**TASK:** Please edit the entries below, replacing each "pixel coordinates" with "image coordinates" and leaving everything else unchanged.

——————————

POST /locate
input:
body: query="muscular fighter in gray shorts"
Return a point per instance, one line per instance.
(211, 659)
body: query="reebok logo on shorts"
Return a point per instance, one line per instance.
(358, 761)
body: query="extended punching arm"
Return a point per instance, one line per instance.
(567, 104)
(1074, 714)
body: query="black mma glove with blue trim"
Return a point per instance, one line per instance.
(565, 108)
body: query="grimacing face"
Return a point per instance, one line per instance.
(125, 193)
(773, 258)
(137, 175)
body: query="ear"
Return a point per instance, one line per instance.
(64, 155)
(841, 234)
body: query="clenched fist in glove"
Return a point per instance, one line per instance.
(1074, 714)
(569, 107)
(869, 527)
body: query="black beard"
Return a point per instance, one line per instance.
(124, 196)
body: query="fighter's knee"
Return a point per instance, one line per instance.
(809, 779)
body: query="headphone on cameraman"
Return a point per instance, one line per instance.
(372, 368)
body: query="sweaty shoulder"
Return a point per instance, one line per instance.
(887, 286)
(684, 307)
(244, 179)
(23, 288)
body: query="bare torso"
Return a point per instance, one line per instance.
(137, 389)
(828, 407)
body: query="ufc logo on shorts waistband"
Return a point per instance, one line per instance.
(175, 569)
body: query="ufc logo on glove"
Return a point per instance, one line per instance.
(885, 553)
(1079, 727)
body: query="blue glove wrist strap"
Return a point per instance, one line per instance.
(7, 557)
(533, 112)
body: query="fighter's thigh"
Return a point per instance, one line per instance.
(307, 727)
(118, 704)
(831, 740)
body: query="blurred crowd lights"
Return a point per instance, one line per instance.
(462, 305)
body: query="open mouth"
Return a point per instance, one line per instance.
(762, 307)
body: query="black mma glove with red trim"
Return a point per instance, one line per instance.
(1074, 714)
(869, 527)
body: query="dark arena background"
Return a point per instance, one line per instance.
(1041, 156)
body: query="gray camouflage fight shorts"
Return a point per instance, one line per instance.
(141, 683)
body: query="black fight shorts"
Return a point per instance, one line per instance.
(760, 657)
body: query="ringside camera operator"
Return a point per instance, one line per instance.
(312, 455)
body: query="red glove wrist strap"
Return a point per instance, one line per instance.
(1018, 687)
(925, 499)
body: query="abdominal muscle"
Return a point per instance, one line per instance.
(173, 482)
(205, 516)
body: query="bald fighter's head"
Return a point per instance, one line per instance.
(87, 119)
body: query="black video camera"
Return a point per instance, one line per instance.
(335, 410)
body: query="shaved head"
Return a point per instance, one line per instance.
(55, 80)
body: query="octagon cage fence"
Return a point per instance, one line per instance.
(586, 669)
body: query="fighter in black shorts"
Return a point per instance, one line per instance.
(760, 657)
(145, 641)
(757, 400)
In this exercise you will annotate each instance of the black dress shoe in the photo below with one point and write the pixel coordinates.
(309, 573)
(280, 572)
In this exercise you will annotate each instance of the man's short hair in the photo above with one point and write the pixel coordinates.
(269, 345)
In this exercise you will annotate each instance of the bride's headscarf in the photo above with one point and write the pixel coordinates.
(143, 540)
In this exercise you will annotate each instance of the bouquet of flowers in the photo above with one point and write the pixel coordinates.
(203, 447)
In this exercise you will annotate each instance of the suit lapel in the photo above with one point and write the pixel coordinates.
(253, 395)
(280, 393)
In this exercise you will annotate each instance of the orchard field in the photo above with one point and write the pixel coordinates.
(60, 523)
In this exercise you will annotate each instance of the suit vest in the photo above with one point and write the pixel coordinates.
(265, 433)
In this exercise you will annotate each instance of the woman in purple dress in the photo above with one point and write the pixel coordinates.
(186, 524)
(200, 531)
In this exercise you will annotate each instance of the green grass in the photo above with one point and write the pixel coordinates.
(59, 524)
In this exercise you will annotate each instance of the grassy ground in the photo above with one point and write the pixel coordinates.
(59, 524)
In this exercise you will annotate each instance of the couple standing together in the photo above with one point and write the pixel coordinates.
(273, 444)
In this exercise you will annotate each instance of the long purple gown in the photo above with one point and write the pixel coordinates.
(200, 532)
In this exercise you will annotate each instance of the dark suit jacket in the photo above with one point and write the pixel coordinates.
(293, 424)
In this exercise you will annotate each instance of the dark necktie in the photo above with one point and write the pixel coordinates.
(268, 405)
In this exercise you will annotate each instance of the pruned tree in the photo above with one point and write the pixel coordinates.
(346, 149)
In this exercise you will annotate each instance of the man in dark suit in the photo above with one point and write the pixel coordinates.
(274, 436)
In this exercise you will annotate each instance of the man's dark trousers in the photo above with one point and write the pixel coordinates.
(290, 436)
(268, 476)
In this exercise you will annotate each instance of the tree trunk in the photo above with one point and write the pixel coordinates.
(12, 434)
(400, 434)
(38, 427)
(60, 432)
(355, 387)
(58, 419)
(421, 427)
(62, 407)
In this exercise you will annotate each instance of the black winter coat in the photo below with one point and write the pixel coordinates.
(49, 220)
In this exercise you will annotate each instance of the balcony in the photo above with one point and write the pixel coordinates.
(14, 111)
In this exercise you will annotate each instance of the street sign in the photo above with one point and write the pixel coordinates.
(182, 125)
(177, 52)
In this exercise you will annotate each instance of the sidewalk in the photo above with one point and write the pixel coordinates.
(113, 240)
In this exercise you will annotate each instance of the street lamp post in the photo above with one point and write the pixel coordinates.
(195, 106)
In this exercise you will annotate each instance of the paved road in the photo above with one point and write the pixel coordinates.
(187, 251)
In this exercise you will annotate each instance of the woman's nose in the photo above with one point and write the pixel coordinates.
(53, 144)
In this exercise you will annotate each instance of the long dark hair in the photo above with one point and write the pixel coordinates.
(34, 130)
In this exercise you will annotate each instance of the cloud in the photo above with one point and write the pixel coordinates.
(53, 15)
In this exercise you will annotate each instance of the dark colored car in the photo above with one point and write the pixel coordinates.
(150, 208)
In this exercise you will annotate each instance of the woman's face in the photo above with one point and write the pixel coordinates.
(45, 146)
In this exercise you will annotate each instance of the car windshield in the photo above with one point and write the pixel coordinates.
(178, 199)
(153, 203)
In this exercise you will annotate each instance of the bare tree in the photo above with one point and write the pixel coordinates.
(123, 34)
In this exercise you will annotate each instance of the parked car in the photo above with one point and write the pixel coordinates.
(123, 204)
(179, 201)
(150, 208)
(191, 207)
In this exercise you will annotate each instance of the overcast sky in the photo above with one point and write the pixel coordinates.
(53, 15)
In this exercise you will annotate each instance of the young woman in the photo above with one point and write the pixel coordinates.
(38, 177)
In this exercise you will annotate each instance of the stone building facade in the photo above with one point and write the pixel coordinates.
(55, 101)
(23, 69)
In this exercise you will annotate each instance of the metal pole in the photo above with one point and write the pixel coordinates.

——————————

**FINAL ANSWER:**
POST /locate
input:
body: query="muscular fighter in gray shorts"
Return a point per instance, one line per instance.
(211, 659)
body: query="reebok logo on shorts"
Return a point per instance, one line per instance.
(358, 761)
body: query="extended punching arm"
Return a point per instance, one line per instance.
(567, 104)
(1074, 714)
body: query="black mma glove with blue trim"
Return a point per instance, one line per instance.
(565, 108)
body: query="grimacing face"
Return a point per instance, one line per instance.
(125, 193)
(773, 258)
(137, 175)
body: query="ear"
Return a point per instance, one line per instance.
(64, 155)
(841, 234)
body: query="clenched fist in glove"
Return a point per instance, one line per instance.
(1074, 714)
(569, 107)
(869, 527)
body: query="black beard"
Return a point per instance, one line per instance.
(124, 196)
body: query="fighter's knee"
Return a point per instance, one line per instance.
(809, 779)
body: query="headphone on cameraman"
Return a point per instance, one line per instance.
(372, 368)
body: query="sweaty shoulder"
Return a point per instance, one line per instance.
(887, 286)
(684, 307)
(244, 179)
(23, 288)
body: query="bare torso"
Return a point per instance, one line per instance.
(137, 389)
(828, 407)
body: query="ufc logo on shorts waistband"
Return a point per instance, one line per instance.
(175, 569)
body: query="ufc logo on glove"
Return a point per instance, one line per instance.
(885, 553)
(1079, 727)
body: query="blue glove wrist strap"
Return a point per instance, one line per instance.
(7, 557)
(533, 112)
body: query="fighter's thigh"
Return a point per instance, one line per instance.
(307, 727)
(118, 704)
(831, 740)
body: query="blurred crowd lights"
Return a point per instance, one line per instance.
(462, 305)
body: query="open mouth"
Return a point per instance, one line per instance.
(762, 307)
body: query="black mma glove with red trim"
Return a point per instance, one line per instance.
(1074, 714)
(869, 527)
body: query="dark arena background"
Return a point per instance, one line per instance.
(1041, 156)
body: query="gray camouflage fight shorts"
Return a point per instance, one line per instance.
(141, 683)
body: query="black fight shorts"
Return a point per instance, one line per instance.
(760, 657)
body: query="ringside camera operator"
Return a point per instance, one line per instance.
(312, 455)
body: query="red glove wrist strap"
Return a point per instance, one line per instance.
(1018, 687)
(925, 499)
body: query="abdominal muscle"
Return a point per instance, one line per instance.
(173, 482)
(205, 516)
body: query="bald fighter's head"
Return a point per instance, one line per instance.
(87, 119)
body: query="black video camera"
Return a point per instance, one line per instance.
(335, 410)
body: query="shaved head"
Return a point per instance, one line per instance.
(55, 80)
body: query="octagon cage fence"
Return a point per instance, one line per instance.
(586, 669)
body: query="fighter in black shorts"
Return a point per instance, one line per instance.
(760, 657)
(145, 641)
(757, 400)
In this exercise you will annotate each instance of the black dress shoe in the photo below with one point and write the image coordinates.
(309, 573)
(280, 572)
In this exercise you will annotate each instance of the man's short hair in the photo above with one point and write the image coordinates.
(269, 345)
In this exercise you will annotate each instance of the bride's headscarf in the photo above with one point and write the image coordinates.
(143, 540)
In this exercise you will annotate each instance of the bouquet of flowers in the photo above with one point and write the image coordinates.
(203, 447)
In this exercise you will annotate each instance of the suit lapel in the photo above with one point and write the image coordinates.
(253, 395)
(280, 393)
In this exercise you will annotate each instance of the orchard field in the photo above with one point and write the image coordinates.
(60, 523)
In this exercise you will annotate each instance of the suit vest in the photo above with one point and write the image coordinates.
(265, 433)
In this exercise you will annotate each instance of the woman in purple dress in the photo above with one point and write the image coordinates.
(186, 524)
(200, 531)
In this exercise you will annotate each instance of the green grass in the photo above with one point and write the image coordinates.
(59, 524)
In this exercise you will annotate each instance of the grassy ground in the photo above with one point and write the image coordinates.
(59, 524)
In this exercise you will annotate each instance of the couple standing together in the photo above with one point and write the image coordinates.
(273, 444)
In this exercise you will annotate each instance of the long purple gown in the photo above with one point and write the image coordinates.
(200, 532)
In this exercise you will annotate each instance of the dark suit jacket in the photo above with one point and write the image coordinates.
(293, 424)
In this exercise you will annotate each instance of the dark necktie in the photo above with one point and write the image coordinates.
(268, 405)
In this exercise you will annotate each instance of the pruned tree in the photo above with one point and write the image coordinates.
(346, 149)
In this exercise you will annotate each instance of the man in dark suit in the photo above with one point and write the image coordinates.
(274, 436)
In this exercise you will annotate each instance of the man's dark trousers in the photo above with one point and write the image coordinates.
(290, 436)
(268, 476)
In this exercise you will annotate each instance of the tree trunk in the photo above with one point and write the image coordinates.
(12, 434)
(400, 434)
(38, 427)
(60, 432)
(355, 387)
(58, 419)
(421, 427)
(62, 407)
In this exercise you will annotate each instance of the black winter coat in the photo below with one point and write the image coordinates.
(49, 220)
In this exercise you will annotate each instance of the balcony in the photo above with one point and write the image coordinates.
(14, 111)
In this exercise you will annotate each instance of the street sign in the photo above with one point and write the image coordinates.
(182, 125)
(177, 52)
In this exercise you will annotate each instance of the sidewalk in the photo above with one point and write the image coordinates.
(113, 240)
In this exercise you will annotate each instance of the street lamp post in the photo above with one point and write the image coordinates.
(195, 106)
In this exercise you will annotate each instance of the paved road in the photo above with one point and write the image coordinates.
(187, 251)
In this exercise you will annotate each instance of the woman's nose in the photo above with one point and write the image coordinates.
(53, 144)
In this exercise you will annotate each instance of the long dark hair in the photo above with one point and write the image coordinates.
(34, 130)
In this exercise you will annotate each instance of the cloud in the photo above with one point and write the image coordinates.
(53, 15)
In this exercise you will annotate each instance of the dark colored car in the photo above with one point and write the image coordinates.
(150, 208)
In this exercise you will annotate each instance of the woman's face in the photo above with one point and write the image coordinates.
(45, 146)
In this exercise you will annotate each instance of the car windshield in the photo above with one point and write the image coordinates.
(178, 199)
(153, 203)
In this exercise you will annotate each instance of the bare tree in the photo above with one point and write the image coordinates.
(123, 34)
In this exercise you will annotate each instance of the parked car in the photo above with one point and write the image coordinates.
(123, 204)
(179, 201)
(150, 208)
(191, 207)
In this exercise you will annotate each instance of the overcast sky in the photo above with one point and write the image coordinates.
(53, 15)
In this exercise you will annotate each instance of the young woman in the photo above with one point and write the image coordinates.
(38, 177)
In this exercise you will annotate each instance of the stone building facade in the photo above with one point and write the image coordinates.
(55, 101)
(23, 69)
In this exercise you will annotate each instance of the metal pole in the photo above with one point and write the image coordinates.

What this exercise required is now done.